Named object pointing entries
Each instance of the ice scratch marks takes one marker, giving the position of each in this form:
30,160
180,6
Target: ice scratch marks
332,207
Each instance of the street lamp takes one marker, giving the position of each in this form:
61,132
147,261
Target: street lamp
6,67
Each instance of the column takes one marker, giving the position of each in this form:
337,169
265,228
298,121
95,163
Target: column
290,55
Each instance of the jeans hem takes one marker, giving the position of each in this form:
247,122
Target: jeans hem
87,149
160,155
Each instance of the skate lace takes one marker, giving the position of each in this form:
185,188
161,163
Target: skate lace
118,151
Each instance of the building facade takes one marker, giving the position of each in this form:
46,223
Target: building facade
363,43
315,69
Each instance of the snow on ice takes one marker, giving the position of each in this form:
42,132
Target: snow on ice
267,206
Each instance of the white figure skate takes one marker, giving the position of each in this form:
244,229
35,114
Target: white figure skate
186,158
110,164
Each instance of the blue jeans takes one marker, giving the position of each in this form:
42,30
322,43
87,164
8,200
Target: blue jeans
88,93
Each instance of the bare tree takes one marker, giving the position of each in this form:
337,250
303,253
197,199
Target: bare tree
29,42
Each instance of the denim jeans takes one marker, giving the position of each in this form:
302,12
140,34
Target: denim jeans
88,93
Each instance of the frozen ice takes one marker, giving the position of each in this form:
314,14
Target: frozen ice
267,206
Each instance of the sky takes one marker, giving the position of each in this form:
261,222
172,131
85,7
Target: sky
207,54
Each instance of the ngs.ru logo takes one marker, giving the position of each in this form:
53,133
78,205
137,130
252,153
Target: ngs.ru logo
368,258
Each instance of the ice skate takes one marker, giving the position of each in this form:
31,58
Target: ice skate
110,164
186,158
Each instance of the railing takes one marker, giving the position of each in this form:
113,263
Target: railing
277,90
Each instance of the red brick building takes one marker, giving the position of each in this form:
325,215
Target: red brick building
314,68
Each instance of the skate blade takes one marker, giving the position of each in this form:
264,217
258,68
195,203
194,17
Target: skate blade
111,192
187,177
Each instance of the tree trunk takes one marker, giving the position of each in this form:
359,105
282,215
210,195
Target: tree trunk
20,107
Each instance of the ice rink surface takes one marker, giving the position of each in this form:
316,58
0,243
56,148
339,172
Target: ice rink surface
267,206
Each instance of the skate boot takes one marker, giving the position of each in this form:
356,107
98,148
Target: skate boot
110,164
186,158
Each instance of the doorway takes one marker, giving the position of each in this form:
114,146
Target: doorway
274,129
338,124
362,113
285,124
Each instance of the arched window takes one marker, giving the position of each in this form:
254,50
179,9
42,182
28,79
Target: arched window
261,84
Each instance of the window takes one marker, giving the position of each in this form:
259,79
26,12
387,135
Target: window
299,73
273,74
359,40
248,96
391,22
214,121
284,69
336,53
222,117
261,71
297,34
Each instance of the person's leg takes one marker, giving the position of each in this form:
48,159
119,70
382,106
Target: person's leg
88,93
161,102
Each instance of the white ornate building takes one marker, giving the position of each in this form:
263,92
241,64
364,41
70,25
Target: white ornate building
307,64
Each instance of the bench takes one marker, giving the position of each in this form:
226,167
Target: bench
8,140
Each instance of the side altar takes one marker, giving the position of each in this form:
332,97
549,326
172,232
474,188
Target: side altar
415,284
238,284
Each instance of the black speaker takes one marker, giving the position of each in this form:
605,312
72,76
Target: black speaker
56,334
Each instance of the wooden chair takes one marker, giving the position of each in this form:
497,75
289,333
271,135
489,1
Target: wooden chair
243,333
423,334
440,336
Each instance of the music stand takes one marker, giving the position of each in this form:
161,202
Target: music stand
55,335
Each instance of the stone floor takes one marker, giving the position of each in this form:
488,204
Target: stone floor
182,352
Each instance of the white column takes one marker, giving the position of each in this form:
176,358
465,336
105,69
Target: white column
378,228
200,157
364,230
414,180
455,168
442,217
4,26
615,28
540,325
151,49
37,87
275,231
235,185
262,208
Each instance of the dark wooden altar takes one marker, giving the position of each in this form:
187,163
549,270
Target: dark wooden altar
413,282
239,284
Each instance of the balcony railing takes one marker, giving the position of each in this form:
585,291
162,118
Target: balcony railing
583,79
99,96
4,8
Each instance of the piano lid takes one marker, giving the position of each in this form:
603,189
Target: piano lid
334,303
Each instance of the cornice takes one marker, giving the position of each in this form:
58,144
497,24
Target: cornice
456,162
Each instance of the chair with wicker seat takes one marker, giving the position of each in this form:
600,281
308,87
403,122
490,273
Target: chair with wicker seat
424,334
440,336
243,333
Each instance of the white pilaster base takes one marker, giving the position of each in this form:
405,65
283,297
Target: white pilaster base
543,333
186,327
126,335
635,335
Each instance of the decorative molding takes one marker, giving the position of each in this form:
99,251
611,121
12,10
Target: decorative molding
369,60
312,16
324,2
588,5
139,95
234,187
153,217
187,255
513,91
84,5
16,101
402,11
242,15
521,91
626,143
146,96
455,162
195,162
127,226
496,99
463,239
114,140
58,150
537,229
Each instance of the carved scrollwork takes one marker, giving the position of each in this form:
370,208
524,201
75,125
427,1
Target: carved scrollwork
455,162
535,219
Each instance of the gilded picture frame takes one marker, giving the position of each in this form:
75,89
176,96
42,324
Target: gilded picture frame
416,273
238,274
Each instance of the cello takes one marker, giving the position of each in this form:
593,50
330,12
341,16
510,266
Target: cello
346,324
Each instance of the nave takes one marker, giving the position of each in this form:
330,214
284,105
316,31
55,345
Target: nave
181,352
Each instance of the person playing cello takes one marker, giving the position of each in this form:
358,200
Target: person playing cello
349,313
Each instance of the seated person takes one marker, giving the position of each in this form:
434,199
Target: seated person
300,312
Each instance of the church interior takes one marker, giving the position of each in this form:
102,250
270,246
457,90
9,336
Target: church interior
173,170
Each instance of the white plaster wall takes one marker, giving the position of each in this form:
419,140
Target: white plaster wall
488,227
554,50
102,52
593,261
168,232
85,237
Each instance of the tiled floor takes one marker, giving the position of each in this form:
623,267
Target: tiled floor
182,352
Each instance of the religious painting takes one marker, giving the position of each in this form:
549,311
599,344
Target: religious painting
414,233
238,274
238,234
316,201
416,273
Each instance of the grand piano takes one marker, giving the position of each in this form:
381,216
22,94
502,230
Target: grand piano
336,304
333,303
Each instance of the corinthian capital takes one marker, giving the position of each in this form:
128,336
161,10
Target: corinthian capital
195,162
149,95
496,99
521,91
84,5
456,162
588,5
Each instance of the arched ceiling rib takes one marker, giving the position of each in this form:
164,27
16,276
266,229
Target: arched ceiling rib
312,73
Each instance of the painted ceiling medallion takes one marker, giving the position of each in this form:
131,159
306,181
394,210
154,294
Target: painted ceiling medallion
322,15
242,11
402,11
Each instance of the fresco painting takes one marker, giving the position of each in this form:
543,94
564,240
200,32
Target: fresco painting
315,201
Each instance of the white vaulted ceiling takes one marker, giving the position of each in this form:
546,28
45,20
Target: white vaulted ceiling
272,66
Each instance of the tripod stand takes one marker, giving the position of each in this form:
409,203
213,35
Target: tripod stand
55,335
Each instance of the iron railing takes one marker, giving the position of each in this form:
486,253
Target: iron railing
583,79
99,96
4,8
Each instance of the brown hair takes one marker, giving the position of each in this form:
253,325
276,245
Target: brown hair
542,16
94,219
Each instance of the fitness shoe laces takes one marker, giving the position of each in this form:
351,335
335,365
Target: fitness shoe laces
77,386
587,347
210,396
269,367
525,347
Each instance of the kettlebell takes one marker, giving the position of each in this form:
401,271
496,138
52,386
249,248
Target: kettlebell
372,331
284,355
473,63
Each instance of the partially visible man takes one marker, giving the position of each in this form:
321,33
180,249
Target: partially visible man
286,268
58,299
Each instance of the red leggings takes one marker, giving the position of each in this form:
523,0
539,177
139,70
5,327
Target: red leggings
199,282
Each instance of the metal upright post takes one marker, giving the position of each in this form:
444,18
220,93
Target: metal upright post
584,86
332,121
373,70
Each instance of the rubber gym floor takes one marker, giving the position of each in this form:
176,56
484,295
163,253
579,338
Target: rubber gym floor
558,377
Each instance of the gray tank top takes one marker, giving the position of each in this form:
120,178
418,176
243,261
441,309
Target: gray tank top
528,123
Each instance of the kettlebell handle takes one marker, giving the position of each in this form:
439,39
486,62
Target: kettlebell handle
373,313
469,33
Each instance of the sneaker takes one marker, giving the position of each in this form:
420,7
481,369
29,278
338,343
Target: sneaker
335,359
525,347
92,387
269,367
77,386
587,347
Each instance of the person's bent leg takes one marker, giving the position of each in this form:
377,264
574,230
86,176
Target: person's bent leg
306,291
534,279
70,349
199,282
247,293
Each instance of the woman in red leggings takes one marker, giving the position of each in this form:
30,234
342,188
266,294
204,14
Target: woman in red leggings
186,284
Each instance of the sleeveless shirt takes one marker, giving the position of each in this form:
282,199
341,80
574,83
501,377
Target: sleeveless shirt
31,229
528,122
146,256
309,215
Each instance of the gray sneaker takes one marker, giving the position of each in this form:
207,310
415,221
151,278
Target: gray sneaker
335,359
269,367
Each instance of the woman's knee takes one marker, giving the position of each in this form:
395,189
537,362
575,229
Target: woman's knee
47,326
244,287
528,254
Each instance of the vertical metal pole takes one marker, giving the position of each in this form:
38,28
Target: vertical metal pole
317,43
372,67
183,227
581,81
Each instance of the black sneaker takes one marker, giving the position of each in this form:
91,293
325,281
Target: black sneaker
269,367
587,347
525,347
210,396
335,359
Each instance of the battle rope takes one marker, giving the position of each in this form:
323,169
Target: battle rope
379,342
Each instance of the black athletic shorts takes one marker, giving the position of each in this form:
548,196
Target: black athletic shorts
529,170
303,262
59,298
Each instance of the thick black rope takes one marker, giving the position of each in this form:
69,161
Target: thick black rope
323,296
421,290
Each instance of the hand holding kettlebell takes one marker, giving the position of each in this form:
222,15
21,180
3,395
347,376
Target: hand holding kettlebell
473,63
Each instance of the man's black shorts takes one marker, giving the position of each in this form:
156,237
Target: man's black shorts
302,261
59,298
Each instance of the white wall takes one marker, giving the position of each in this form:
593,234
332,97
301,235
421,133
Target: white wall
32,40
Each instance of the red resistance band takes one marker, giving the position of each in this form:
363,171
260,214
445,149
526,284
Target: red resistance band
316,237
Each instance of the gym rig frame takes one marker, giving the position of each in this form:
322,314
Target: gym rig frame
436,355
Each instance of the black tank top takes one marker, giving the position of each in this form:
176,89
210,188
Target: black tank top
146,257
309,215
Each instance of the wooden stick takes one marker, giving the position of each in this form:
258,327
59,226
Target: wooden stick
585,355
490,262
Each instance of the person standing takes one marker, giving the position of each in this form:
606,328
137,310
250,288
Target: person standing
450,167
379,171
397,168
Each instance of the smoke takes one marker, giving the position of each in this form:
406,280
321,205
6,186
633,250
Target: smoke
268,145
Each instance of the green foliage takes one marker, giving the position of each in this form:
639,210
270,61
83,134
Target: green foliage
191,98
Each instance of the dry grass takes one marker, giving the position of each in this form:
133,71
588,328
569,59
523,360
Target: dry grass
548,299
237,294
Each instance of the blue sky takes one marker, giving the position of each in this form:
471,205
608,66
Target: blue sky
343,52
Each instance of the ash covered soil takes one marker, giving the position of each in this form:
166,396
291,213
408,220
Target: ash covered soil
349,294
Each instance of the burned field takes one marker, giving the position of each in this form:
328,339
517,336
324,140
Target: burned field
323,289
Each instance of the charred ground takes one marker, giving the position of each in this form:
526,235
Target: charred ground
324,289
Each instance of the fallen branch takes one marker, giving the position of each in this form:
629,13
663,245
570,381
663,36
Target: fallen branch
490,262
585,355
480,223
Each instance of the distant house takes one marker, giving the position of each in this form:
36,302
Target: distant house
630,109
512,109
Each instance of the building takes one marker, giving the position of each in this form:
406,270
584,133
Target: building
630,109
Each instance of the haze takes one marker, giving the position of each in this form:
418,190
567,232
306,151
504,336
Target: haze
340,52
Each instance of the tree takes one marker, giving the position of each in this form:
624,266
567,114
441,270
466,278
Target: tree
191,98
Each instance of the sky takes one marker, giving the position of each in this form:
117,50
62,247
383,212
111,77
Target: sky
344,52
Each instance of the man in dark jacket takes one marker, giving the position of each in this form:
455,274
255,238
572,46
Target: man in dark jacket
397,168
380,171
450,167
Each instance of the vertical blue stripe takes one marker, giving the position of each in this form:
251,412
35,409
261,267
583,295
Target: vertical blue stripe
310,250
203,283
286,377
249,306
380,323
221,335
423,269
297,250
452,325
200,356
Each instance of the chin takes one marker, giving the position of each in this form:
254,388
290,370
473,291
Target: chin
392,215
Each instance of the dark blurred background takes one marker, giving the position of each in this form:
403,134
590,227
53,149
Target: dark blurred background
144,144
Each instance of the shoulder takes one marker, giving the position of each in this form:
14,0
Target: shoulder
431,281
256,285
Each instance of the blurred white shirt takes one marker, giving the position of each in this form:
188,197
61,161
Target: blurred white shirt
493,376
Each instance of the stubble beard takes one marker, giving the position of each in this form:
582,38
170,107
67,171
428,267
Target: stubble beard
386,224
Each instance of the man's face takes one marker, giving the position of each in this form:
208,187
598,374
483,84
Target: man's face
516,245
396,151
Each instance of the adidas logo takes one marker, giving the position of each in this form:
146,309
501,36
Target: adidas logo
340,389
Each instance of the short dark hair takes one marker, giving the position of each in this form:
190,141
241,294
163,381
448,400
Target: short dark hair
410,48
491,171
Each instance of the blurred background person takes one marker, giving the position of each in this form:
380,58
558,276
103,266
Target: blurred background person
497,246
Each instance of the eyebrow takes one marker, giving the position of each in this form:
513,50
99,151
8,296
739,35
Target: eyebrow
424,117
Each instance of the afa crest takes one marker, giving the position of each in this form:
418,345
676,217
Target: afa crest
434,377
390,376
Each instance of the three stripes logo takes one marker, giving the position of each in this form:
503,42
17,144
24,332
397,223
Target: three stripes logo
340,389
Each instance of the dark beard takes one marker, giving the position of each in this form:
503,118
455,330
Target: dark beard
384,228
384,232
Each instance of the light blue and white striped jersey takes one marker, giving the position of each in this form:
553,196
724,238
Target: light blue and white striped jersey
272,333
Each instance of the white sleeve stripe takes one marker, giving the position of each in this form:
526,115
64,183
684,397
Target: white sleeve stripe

The task>
Quote, without any change, each line from the one that contains "Each instance of the short" through the end of the material.

Output for this task>
Each instance of the short dark hair takes one marker, giving the position of each in this form:
190,141
241,294
163,381
448,400
Target: short dark hair
410,48
491,171
Each instance of the blurred background person takes one marker, giving the position of each in this form:
380,58
558,276
103,266
Target: blurred background person
497,246
Each instance of the eyebrow takes one marker, giving the position of each in this form:
513,50
99,151
8,296
739,35
Target: eyebrow
424,117
Each instance of the afa crest takes one marker, giving the position of each in this form:
418,345
676,217
Target: afa crest
434,377
390,376
Each instance of the three stripes logo takes one marker, giving the position of each in this form:
503,42
17,144
24,332
397,223
Target: three stripes logo
340,389
Each instance of the dark beard takes one marker, giving the position of each in this form:
503,118
455,330
Target: dark beard
384,228
384,232
Each instance of the light blue and white striped jersey takes one marker, giving the position of each in this form:
553,196
724,238
Target: light blue and white striped jersey
272,333
Each instance of the white sleeve stripe takes one marker, giving the position of each in this form:
526,115
64,183
684,397
Target: white sleeve stripe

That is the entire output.